# Task instructions
Reproduce the lines below verbatim. Pictures are to be omitted.

# Stored items
==================================================

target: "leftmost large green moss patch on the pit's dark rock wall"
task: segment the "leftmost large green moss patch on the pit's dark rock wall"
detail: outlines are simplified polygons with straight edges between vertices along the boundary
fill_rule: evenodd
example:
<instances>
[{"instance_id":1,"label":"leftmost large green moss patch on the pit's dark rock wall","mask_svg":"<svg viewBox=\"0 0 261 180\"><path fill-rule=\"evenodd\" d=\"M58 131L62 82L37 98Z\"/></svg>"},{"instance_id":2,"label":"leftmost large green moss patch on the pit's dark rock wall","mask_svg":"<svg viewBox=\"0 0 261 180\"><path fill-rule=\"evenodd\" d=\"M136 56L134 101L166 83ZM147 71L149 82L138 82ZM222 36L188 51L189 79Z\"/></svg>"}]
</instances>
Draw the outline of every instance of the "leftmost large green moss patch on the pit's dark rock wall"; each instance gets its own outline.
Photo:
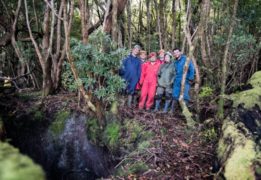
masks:
<instances>
[{"instance_id":1,"label":"leftmost large green moss patch on the pit's dark rock wall","mask_svg":"<svg viewBox=\"0 0 261 180\"><path fill-rule=\"evenodd\" d=\"M55 121L52 123L50 131L55 135L60 135L66 124L66 119L70 116L70 108L59 110L55 115Z\"/></svg>"}]
</instances>

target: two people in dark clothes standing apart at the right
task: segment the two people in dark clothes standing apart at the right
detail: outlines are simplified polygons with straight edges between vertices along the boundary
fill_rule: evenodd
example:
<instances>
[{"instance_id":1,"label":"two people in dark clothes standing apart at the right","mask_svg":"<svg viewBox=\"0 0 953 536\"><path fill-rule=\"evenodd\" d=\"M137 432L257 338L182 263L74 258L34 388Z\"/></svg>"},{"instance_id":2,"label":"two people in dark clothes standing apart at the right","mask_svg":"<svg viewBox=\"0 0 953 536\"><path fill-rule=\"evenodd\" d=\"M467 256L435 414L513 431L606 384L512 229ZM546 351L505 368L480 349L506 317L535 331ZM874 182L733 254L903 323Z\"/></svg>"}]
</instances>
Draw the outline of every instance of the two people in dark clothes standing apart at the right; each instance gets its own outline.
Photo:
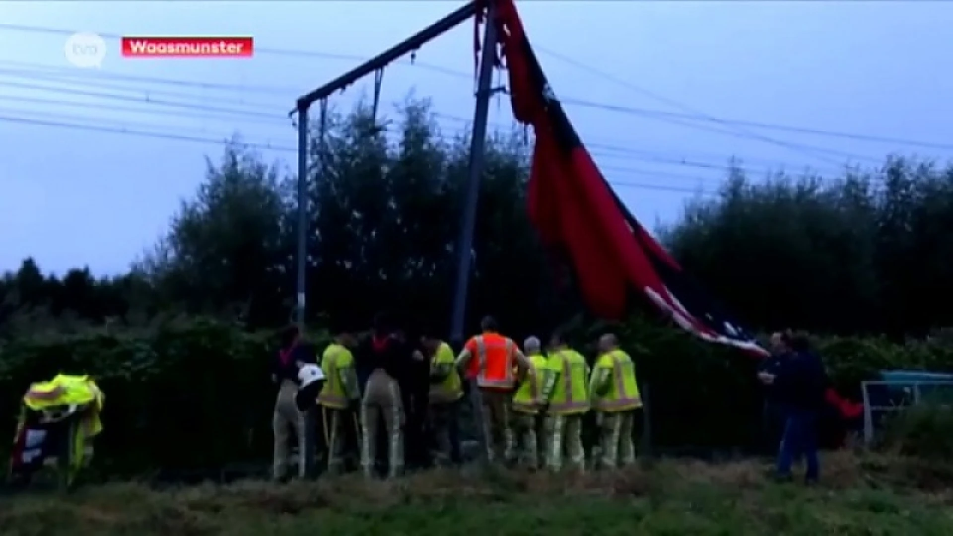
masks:
<instances>
[{"instance_id":1,"label":"two people in dark clothes standing apart at the right","mask_svg":"<svg viewBox=\"0 0 953 536\"><path fill-rule=\"evenodd\" d=\"M803 460L804 480L818 481L818 428L825 404L827 374L805 335L791 331L771 336L771 357L760 366L764 384L764 427L769 448L777 452L776 476L792 478L792 465Z\"/></svg>"}]
</instances>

==================================================

# Answer to the problem
target: "leftmost large green moss patch on the pit's dark rock wall"
task: segment the "leftmost large green moss patch on the pit's dark rock wall"
detail: outlines are simplified polygons with straight edges between vertices along the boundary
fill_rule: evenodd
example:
<instances>
[{"instance_id":1,"label":"leftmost large green moss patch on the pit's dark rock wall","mask_svg":"<svg viewBox=\"0 0 261 180\"><path fill-rule=\"evenodd\" d=\"M58 131L62 82L37 98Z\"/></svg>"},{"instance_id":2,"label":"leftmost large green moss patch on the pit's dark rock wall","mask_svg":"<svg viewBox=\"0 0 261 180\"><path fill-rule=\"evenodd\" d=\"M136 56L134 101L166 83ZM147 71L149 82L138 82ZM222 36L188 51L189 79Z\"/></svg>"}]
</instances>
Draw the outline of every instance of the "leftmost large green moss patch on the pit's dark rock wall"; each instance gets its own outline.
Photo:
masks:
<instances>
[{"instance_id":1,"label":"leftmost large green moss patch on the pit's dark rock wall","mask_svg":"<svg viewBox=\"0 0 261 180\"><path fill-rule=\"evenodd\" d=\"M55 121L52 123L50 131L55 135L60 135L66 124L66 119L70 116L70 108L59 110L55 115Z\"/></svg>"}]
</instances>

target: two people in dark clothes standing apart at the right
task: segment the two people in dark clothes standing apart at the right
detail: outlines are simplified polygons with straight edges between vertices along the boundary
fill_rule: evenodd
example:
<instances>
[{"instance_id":1,"label":"two people in dark clothes standing apart at the right","mask_svg":"<svg viewBox=\"0 0 953 536\"><path fill-rule=\"evenodd\" d=\"M137 432L257 338L182 263L74 258L34 388Z\"/></svg>"},{"instance_id":2,"label":"two people in dark clothes standing apart at the right","mask_svg":"<svg viewBox=\"0 0 953 536\"><path fill-rule=\"evenodd\" d=\"M467 256L435 414L513 431L606 384L512 229ZM546 351L505 368L480 349L506 317L535 331ZM874 182L733 254L903 323Z\"/></svg>"}]
</instances>
Draw the outline of every instance of the two people in dark clothes standing apart at the right; each instance gets its own outline.
Photo:
masks:
<instances>
[{"instance_id":1,"label":"two people in dark clothes standing apart at the right","mask_svg":"<svg viewBox=\"0 0 953 536\"><path fill-rule=\"evenodd\" d=\"M803 460L804 480L818 481L818 428L825 404L827 374L805 335L791 331L771 336L771 357L760 366L764 384L764 427L769 448L777 452L776 476L792 478L792 465Z\"/></svg>"}]
</instances>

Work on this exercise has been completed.